[START Data lines]

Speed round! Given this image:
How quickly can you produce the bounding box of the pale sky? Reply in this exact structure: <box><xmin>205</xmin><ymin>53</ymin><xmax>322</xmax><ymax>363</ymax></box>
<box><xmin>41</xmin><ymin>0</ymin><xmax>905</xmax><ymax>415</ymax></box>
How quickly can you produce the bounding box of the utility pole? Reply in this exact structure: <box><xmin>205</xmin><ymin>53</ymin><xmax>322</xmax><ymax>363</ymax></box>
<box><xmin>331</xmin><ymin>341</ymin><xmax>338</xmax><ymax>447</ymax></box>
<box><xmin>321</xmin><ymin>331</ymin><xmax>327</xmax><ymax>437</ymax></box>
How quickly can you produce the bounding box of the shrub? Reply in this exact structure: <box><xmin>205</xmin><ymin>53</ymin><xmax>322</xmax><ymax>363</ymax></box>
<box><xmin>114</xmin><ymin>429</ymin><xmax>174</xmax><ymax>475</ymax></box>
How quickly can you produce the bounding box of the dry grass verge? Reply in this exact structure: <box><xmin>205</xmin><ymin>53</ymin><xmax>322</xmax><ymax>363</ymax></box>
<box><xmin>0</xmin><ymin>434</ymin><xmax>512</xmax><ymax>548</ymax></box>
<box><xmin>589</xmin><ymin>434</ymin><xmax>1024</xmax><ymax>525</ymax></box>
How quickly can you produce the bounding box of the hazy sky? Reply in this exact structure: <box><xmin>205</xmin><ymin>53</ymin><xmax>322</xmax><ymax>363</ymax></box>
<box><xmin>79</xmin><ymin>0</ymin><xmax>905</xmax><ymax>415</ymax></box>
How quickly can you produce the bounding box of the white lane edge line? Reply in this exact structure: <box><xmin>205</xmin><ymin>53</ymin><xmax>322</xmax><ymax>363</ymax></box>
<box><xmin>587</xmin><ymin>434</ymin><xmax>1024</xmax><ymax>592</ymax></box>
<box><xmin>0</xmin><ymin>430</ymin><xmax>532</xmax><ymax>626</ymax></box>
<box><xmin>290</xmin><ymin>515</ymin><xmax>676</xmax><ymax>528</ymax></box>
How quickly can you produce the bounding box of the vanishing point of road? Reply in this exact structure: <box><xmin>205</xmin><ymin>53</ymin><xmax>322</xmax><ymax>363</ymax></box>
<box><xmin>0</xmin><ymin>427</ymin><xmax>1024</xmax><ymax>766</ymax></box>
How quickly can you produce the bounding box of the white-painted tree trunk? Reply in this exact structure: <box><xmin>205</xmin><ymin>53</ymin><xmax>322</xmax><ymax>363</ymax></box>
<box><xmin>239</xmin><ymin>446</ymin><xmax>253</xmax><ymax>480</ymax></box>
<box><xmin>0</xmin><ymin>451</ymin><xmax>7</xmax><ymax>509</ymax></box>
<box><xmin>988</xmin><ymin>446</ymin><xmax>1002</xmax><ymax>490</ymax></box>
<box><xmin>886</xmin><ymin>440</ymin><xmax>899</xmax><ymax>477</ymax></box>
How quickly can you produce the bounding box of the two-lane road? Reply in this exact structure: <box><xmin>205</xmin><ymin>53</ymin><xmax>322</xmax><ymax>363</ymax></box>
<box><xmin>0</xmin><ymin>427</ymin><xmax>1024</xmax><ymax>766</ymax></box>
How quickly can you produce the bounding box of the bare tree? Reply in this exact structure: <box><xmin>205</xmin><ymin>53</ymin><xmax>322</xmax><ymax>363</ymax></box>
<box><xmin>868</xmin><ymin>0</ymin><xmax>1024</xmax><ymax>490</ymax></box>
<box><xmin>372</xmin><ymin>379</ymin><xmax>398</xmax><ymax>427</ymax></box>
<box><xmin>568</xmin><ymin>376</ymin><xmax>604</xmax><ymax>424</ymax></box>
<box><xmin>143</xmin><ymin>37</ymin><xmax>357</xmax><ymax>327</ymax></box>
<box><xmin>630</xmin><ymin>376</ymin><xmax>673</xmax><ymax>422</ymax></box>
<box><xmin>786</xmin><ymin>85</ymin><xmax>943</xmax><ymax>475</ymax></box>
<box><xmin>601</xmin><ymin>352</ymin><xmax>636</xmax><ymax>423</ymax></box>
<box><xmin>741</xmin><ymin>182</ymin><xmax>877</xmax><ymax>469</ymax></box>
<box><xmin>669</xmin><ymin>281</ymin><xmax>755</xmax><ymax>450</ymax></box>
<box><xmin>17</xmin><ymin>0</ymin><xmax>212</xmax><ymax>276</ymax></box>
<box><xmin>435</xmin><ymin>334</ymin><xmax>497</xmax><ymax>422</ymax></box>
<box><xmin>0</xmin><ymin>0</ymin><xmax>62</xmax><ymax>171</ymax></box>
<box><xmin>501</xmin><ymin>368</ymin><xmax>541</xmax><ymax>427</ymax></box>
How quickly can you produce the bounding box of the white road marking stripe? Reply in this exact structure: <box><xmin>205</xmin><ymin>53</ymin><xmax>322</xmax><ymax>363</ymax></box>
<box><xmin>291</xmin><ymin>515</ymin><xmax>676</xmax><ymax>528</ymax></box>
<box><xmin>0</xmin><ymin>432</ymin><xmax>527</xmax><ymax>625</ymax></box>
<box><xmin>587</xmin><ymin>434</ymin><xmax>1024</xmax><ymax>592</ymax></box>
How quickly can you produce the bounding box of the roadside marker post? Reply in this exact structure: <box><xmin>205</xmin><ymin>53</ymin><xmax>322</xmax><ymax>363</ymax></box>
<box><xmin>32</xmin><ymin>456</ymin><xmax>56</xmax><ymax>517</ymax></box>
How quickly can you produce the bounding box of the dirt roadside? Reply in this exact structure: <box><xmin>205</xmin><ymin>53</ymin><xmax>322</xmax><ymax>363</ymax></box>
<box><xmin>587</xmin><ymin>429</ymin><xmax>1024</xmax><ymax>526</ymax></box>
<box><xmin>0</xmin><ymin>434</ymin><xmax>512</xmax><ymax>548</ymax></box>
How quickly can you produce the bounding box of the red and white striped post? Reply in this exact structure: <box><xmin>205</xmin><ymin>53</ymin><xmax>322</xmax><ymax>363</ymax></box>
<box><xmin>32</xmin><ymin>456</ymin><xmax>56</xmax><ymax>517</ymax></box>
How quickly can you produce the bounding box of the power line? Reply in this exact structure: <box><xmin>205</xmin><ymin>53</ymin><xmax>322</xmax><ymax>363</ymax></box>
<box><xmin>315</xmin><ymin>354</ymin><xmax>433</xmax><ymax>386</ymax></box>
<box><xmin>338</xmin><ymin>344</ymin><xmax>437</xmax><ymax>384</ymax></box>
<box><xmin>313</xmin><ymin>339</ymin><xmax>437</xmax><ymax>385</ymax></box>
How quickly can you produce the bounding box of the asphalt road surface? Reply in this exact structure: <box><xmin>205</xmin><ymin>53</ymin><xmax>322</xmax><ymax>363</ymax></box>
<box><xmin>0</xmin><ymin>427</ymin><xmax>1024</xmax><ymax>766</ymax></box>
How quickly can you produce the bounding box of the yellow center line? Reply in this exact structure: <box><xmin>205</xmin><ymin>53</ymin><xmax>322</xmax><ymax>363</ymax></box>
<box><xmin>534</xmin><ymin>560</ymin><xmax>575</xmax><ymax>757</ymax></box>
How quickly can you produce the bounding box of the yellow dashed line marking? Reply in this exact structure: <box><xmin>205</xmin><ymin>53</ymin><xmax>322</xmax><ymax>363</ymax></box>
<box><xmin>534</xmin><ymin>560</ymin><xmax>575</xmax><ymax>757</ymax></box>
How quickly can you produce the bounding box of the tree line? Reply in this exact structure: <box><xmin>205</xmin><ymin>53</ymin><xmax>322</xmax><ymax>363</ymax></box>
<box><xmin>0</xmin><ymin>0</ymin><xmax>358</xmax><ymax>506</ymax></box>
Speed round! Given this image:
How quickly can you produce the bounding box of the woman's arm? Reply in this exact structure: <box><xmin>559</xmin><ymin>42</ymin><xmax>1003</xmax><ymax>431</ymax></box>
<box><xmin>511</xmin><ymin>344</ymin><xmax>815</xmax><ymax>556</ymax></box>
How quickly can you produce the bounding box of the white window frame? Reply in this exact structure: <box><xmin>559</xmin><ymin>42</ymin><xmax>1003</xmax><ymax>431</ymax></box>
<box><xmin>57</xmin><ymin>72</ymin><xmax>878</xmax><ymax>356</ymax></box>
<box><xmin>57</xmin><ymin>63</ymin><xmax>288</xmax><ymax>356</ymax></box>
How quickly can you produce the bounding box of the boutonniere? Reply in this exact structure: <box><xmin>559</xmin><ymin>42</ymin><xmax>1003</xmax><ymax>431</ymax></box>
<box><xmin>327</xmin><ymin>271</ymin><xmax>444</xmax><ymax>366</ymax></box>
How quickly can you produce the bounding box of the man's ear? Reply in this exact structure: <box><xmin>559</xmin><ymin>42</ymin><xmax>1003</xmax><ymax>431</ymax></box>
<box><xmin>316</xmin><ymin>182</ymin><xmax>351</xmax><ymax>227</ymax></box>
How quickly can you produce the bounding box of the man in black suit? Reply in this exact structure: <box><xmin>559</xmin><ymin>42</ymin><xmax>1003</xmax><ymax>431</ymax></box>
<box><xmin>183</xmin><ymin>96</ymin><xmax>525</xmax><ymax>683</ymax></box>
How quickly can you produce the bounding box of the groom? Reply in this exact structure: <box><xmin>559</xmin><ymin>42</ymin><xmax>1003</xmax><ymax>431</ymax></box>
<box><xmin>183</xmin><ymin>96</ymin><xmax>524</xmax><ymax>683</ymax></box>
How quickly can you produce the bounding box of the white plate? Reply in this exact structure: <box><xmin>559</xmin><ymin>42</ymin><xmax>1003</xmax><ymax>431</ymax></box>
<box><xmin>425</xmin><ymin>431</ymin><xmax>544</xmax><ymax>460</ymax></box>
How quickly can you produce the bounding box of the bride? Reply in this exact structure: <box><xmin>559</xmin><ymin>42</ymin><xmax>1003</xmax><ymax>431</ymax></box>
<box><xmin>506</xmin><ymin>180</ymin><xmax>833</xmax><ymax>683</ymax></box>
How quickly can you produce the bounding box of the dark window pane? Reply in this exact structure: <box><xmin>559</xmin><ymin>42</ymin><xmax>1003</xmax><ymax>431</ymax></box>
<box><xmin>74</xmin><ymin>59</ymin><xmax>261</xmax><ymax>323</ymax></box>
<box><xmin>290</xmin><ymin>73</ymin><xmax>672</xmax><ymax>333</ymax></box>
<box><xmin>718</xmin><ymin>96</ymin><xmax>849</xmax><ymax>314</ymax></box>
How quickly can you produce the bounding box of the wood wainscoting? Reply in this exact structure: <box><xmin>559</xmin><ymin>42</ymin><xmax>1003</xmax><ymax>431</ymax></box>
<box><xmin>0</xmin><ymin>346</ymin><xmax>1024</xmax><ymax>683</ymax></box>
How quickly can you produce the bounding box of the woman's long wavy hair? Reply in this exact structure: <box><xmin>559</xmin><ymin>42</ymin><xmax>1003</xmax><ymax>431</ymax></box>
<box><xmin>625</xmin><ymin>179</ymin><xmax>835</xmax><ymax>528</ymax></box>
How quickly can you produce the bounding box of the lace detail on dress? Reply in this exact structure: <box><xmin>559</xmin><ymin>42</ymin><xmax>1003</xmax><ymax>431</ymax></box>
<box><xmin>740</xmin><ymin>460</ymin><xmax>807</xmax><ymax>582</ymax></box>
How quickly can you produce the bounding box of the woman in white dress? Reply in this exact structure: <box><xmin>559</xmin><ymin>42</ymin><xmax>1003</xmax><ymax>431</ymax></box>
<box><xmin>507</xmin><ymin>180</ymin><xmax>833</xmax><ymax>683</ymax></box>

[END Data lines]

:: What is being asked ::
Pull out every line of the records that contains the word "yellow", and copy each one.

:: Full output ::
How quickly can you produce the bounding box of the yellow center line? Reply in this exact structure: <box><xmin>205</xmin><ymin>53</ymin><xmax>322</xmax><ymax>363</ymax></box>
How quickly can you produce the bounding box of the yellow dashed line marking? Reply in this exact structure: <box><xmin>205</xmin><ymin>53</ymin><xmax>322</xmax><ymax>363</ymax></box>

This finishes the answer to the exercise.